### WORK TO COMPLETE
Within the listing below, the lines containing "dslr" are to be counted. Give the number only.

### EXTRACTED MATERIAL
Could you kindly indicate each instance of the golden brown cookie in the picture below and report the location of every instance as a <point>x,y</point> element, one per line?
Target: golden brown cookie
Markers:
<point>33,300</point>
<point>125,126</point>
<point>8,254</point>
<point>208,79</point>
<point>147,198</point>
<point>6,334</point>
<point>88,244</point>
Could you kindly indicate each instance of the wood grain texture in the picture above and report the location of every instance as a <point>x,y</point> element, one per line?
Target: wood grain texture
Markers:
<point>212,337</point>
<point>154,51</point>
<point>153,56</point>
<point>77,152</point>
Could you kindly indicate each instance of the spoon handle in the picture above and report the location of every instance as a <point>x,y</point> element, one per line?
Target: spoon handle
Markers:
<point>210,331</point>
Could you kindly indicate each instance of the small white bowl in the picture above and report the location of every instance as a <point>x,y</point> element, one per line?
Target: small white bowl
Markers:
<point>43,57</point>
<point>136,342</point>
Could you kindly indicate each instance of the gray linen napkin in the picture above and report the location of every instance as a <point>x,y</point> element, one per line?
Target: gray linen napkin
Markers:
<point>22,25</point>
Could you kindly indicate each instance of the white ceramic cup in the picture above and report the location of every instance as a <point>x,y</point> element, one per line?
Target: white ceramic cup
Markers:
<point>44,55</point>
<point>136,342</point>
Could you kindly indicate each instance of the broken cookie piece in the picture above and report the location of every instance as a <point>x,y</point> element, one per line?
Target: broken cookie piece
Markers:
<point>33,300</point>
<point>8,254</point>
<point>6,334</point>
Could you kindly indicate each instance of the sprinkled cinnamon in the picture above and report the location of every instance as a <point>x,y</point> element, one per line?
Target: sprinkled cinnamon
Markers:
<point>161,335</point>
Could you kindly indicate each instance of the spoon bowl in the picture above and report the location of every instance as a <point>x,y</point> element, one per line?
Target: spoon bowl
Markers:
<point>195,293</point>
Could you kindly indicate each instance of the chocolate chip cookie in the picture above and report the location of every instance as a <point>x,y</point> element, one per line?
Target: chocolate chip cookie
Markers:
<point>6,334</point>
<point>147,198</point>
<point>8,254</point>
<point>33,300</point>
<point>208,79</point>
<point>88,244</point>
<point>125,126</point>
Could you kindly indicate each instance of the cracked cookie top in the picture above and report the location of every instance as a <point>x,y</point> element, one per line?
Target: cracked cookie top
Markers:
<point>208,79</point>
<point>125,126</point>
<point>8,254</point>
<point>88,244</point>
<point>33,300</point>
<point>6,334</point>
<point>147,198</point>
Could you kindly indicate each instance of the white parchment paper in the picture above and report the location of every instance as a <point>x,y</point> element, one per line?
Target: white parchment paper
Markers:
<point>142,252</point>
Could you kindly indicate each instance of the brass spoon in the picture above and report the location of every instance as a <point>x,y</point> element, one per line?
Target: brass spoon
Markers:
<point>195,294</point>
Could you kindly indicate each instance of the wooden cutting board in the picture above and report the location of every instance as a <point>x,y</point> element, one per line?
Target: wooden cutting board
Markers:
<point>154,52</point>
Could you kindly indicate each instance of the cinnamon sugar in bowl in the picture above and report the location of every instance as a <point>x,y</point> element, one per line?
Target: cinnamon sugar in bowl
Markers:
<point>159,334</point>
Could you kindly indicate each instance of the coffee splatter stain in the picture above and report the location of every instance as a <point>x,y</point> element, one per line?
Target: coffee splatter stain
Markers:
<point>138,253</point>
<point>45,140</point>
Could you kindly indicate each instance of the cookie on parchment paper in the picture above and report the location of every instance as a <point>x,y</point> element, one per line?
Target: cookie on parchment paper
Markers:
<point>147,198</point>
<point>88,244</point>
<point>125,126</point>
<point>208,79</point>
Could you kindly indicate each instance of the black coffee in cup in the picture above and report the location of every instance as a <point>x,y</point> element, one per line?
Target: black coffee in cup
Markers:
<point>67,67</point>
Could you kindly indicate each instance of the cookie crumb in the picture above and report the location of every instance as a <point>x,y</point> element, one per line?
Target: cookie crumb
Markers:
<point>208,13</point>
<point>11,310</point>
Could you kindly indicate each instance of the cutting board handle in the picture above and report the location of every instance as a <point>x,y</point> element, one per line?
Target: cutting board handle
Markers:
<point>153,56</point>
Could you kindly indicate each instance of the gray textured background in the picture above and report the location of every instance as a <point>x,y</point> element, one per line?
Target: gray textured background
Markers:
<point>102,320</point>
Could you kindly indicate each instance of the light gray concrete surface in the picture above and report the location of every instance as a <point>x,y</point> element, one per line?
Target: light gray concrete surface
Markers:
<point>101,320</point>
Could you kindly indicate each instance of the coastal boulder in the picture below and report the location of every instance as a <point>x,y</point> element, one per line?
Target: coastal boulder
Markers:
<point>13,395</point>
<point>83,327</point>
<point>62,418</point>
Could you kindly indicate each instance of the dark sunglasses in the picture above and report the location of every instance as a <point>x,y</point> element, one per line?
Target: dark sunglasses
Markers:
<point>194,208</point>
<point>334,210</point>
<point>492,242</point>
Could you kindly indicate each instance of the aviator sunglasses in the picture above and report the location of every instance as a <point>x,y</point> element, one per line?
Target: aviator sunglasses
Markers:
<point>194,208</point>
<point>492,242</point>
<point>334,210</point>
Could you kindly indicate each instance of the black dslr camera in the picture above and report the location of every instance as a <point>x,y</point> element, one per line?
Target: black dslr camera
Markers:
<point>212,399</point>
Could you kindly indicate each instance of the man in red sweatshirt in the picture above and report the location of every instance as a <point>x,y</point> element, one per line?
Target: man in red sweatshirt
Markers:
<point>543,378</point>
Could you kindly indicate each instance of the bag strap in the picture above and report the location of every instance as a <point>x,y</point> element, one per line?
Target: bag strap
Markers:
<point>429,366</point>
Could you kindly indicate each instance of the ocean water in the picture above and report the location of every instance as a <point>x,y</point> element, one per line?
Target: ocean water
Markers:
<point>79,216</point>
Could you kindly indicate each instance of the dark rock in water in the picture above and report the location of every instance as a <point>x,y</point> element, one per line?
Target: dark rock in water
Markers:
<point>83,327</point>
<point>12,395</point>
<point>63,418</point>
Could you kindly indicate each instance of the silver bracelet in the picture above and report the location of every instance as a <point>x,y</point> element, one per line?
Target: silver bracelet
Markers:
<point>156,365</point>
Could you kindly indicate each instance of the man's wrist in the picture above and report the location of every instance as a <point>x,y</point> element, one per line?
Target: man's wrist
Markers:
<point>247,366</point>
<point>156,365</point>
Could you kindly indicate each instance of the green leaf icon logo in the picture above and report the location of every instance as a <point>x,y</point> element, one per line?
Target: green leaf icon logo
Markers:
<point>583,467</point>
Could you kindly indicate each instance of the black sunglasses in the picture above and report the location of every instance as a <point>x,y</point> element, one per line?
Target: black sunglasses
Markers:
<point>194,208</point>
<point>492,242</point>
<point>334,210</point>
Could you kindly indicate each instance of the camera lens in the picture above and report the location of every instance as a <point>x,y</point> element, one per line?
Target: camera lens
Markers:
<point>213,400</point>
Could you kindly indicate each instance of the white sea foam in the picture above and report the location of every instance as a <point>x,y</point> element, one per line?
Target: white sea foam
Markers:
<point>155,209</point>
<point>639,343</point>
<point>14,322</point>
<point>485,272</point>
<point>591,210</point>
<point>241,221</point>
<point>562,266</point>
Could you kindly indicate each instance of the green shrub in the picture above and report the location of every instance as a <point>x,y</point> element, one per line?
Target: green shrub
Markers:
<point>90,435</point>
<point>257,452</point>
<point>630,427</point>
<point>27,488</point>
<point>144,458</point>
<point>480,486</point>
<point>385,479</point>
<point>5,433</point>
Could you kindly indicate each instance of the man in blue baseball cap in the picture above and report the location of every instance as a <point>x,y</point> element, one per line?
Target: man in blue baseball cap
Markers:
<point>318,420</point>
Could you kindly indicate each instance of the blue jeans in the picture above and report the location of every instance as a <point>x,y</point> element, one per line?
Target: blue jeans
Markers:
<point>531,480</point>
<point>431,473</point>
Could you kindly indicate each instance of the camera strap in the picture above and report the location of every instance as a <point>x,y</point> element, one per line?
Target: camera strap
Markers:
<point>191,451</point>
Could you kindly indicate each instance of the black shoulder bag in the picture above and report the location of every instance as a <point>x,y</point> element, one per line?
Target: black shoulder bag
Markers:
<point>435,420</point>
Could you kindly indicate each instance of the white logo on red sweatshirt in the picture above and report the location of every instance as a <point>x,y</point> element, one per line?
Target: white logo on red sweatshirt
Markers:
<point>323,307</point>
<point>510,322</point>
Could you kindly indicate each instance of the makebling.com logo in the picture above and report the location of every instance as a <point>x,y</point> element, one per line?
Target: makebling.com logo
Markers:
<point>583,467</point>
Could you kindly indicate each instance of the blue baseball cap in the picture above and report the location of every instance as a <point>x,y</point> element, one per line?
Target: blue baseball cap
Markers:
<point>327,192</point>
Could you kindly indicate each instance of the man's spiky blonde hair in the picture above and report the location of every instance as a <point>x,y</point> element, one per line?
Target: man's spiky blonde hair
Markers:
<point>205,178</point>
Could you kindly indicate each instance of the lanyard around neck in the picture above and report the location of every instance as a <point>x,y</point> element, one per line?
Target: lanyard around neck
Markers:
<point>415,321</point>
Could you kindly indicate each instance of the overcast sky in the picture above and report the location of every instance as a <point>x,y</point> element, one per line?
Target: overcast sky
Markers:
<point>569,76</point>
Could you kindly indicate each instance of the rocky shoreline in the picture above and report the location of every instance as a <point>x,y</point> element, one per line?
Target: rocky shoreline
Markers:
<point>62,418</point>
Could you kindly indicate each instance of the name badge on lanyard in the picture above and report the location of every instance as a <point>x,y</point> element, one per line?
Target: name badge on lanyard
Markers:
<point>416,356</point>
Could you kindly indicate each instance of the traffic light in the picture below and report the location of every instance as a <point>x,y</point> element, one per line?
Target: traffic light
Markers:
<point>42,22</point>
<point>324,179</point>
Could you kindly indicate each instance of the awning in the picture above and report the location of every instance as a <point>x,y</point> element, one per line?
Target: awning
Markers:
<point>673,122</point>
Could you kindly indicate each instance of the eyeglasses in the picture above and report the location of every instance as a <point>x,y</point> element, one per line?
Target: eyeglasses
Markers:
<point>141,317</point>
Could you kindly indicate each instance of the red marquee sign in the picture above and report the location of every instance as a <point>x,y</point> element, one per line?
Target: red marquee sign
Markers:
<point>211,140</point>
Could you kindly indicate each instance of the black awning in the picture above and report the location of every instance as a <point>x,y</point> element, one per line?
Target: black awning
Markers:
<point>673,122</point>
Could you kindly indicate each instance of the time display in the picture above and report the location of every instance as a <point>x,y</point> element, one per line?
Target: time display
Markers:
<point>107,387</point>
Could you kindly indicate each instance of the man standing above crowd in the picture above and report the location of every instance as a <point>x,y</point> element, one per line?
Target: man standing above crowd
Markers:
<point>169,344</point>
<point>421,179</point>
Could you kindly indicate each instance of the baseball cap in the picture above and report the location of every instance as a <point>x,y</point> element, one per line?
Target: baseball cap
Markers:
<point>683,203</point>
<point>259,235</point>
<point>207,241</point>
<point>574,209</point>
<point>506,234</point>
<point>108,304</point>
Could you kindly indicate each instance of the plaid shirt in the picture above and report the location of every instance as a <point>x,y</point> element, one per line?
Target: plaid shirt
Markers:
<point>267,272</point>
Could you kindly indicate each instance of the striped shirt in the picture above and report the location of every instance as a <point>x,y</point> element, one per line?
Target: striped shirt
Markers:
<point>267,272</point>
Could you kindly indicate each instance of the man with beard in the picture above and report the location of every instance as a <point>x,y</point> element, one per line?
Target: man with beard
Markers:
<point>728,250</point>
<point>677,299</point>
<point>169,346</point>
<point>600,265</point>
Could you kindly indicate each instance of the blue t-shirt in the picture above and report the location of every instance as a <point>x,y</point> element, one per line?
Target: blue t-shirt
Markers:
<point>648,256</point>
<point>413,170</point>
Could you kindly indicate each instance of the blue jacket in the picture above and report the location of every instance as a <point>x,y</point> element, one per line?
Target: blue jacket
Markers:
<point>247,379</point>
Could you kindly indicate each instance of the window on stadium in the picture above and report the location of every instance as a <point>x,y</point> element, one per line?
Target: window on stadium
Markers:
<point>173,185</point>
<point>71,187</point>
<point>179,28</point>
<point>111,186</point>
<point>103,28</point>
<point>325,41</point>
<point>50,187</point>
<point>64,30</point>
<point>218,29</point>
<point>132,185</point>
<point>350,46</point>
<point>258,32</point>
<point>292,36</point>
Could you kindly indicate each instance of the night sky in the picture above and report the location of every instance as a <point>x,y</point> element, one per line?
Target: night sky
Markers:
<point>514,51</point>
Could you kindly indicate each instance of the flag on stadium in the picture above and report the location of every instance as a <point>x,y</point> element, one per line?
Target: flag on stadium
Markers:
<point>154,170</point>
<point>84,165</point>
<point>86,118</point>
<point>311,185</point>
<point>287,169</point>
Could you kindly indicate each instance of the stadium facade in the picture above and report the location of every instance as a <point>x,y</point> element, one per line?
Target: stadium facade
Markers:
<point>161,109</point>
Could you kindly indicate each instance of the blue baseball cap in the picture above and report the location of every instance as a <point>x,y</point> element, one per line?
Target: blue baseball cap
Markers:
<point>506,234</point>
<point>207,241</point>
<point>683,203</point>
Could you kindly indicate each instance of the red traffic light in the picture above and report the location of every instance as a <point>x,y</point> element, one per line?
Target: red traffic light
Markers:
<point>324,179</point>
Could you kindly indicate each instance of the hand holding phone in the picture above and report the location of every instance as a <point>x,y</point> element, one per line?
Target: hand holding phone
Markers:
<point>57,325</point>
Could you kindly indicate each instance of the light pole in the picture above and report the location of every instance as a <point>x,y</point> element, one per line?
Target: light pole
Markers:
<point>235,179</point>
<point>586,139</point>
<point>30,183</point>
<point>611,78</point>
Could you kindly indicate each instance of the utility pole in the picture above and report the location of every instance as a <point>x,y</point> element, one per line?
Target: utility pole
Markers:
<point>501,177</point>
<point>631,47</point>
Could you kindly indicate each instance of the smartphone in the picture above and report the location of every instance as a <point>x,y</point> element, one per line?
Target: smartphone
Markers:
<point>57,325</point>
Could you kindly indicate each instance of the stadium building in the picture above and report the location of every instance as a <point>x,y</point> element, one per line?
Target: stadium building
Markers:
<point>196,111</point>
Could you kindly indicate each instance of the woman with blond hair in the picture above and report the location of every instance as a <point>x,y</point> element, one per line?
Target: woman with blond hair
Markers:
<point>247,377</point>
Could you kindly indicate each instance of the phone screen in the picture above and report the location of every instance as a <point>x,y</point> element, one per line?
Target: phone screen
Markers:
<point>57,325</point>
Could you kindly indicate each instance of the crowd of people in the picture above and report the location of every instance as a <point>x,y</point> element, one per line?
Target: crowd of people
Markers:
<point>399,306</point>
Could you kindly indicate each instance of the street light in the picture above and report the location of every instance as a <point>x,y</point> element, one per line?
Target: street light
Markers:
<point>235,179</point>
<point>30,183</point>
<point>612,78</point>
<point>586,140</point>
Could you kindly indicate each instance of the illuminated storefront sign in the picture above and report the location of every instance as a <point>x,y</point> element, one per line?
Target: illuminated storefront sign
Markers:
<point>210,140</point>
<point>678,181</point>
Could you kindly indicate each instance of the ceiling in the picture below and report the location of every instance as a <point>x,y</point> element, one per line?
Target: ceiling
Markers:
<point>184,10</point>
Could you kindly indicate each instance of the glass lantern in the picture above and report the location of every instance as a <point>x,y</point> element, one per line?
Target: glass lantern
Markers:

### ANSWER BOX
2